* **Extracted material**
^^^^^^^^

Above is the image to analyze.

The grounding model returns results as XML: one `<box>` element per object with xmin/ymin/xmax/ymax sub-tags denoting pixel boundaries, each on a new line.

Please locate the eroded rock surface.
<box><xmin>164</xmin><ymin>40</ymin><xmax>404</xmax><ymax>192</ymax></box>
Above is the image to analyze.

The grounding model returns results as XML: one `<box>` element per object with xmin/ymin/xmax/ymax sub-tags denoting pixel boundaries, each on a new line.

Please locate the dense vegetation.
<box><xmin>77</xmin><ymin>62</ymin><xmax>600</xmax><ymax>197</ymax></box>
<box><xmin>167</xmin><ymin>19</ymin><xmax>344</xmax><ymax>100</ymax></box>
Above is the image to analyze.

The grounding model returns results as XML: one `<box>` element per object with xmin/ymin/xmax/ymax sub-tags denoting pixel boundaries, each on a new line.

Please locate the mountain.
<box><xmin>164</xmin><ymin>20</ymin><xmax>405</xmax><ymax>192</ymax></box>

^^^^^^^^

* **Do this**
Gather every line in the rows above that contains the string "Please". Case counts.

* **Reply**
Please locate the eroded rock surface.
Please locate the dense vegetation.
Please locate the mountain.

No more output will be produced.